→ GIVEN INSTRUCTION
Count how many lines in the rows below contain the word "chestnut", treating uppercase and lowercase as different. Please reply with the number only.

(Coordinate annotation records)
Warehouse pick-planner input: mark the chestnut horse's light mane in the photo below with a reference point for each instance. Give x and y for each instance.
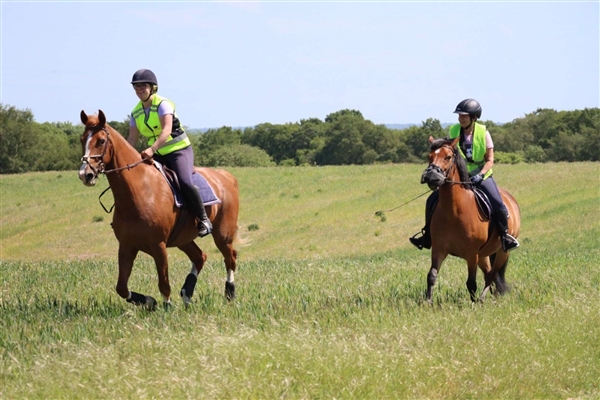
(461, 165)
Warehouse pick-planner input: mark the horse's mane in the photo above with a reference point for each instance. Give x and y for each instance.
(461, 165)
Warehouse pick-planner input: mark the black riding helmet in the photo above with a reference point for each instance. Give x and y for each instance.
(144, 76)
(469, 106)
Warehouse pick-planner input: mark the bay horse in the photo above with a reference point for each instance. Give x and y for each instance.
(146, 217)
(458, 227)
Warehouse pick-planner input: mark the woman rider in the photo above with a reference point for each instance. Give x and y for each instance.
(477, 148)
(155, 118)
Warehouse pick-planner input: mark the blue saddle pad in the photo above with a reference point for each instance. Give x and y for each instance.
(206, 191)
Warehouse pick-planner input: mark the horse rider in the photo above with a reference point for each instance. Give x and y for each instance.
(155, 118)
(477, 148)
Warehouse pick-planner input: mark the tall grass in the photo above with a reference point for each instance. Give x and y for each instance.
(330, 297)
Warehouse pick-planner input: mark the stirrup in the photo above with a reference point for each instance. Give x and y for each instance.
(509, 242)
(204, 227)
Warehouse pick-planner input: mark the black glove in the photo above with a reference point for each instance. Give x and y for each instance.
(476, 179)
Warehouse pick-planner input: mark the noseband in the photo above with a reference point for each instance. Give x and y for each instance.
(102, 167)
(437, 170)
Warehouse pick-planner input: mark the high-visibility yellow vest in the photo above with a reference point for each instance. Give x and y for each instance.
(479, 147)
(149, 126)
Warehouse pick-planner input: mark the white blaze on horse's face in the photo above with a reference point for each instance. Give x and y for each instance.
(84, 170)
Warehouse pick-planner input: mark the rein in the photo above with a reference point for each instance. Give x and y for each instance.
(103, 170)
(380, 213)
(454, 155)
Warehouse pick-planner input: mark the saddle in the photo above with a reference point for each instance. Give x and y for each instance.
(206, 191)
(483, 203)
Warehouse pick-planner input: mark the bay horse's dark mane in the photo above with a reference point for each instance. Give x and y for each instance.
(461, 165)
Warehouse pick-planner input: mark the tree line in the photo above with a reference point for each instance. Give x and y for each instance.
(345, 137)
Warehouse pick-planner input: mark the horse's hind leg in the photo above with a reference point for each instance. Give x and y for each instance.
(472, 278)
(500, 262)
(162, 268)
(488, 273)
(225, 245)
(198, 258)
(436, 264)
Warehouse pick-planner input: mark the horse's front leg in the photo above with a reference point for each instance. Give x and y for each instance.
(162, 268)
(198, 258)
(436, 264)
(127, 256)
(472, 278)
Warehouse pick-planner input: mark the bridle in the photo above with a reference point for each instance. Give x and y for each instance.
(445, 173)
(102, 166)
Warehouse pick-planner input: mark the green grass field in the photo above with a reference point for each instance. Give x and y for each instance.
(329, 296)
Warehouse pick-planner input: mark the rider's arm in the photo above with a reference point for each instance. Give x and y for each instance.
(134, 133)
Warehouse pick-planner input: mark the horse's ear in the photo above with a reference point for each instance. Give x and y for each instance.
(101, 118)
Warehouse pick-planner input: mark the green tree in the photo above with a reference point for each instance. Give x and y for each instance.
(18, 139)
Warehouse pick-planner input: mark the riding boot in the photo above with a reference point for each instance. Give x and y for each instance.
(195, 204)
(509, 242)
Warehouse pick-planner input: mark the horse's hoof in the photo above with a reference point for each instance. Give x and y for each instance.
(187, 300)
(150, 304)
(229, 290)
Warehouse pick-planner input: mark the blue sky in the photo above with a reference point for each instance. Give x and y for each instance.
(245, 63)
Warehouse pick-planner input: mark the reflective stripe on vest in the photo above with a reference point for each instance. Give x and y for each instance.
(479, 147)
(150, 126)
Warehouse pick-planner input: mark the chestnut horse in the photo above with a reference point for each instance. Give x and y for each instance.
(458, 227)
(146, 217)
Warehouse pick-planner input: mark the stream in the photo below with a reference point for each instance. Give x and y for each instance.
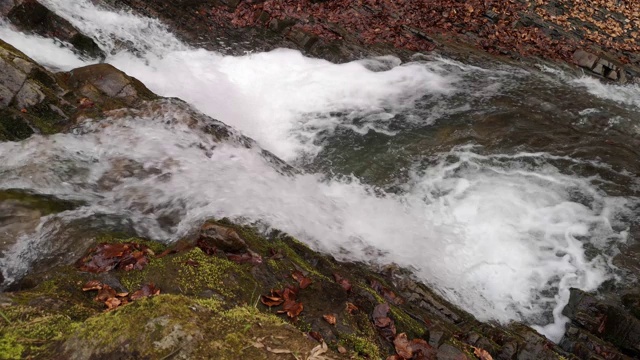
(502, 187)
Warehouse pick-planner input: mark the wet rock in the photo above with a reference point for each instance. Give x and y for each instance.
(584, 59)
(108, 81)
(604, 320)
(449, 352)
(587, 346)
(31, 16)
(223, 238)
(29, 95)
(21, 213)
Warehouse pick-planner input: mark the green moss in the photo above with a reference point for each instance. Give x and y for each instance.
(10, 347)
(32, 331)
(406, 323)
(155, 246)
(362, 346)
(176, 274)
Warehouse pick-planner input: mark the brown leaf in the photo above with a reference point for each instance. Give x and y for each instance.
(271, 300)
(105, 294)
(315, 336)
(106, 256)
(388, 295)
(192, 263)
(346, 285)
(381, 310)
(292, 308)
(92, 285)
(330, 318)
(302, 280)
(85, 103)
(482, 354)
(112, 303)
(351, 308)
(251, 258)
(382, 321)
(422, 350)
(403, 346)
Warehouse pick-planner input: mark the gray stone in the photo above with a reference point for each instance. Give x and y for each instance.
(599, 69)
(223, 238)
(128, 91)
(584, 59)
(23, 65)
(11, 78)
(448, 352)
(29, 95)
(5, 97)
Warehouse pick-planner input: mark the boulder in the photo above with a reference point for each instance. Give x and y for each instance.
(31, 16)
(584, 59)
(223, 238)
(607, 321)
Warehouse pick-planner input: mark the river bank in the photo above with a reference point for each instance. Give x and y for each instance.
(227, 289)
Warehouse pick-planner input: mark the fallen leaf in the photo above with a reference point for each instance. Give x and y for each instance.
(271, 300)
(302, 280)
(192, 263)
(315, 336)
(351, 308)
(403, 346)
(422, 350)
(112, 303)
(92, 285)
(330, 318)
(482, 354)
(278, 351)
(248, 257)
(105, 293)
(292, 308)
(382, 321)
(85, 103)
(346, 285)
(105, 257)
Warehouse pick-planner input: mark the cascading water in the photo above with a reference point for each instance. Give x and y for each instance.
(502, 235)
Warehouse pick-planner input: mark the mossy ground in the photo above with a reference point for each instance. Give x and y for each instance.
(209, 307)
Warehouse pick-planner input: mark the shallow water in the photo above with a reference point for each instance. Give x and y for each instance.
(499, 186)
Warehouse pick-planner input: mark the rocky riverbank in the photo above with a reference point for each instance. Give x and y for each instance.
(229, 291)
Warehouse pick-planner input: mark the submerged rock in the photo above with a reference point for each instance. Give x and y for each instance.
(35, 101)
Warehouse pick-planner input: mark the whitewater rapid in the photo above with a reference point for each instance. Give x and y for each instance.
(503, 236)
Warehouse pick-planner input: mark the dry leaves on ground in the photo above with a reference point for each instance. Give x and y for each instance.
(112, 299)
(121, 256)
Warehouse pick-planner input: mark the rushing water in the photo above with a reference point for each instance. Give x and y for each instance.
(471, 176)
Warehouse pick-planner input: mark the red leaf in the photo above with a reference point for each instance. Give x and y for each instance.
(271, 300)
(315, 336)
(92, 285)
(330, 318)
(346, 285)
(403, 346)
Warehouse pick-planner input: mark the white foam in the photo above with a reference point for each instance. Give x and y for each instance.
(628, 94)
(46, 52)
(491, 233)
(501, 238)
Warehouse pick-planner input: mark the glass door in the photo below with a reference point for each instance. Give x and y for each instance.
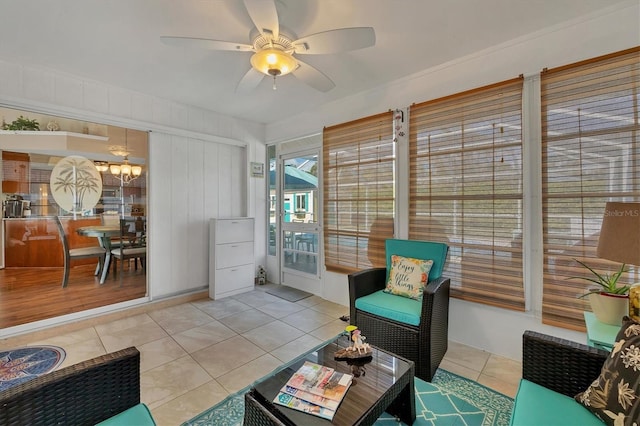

→ FINAL RESULT
2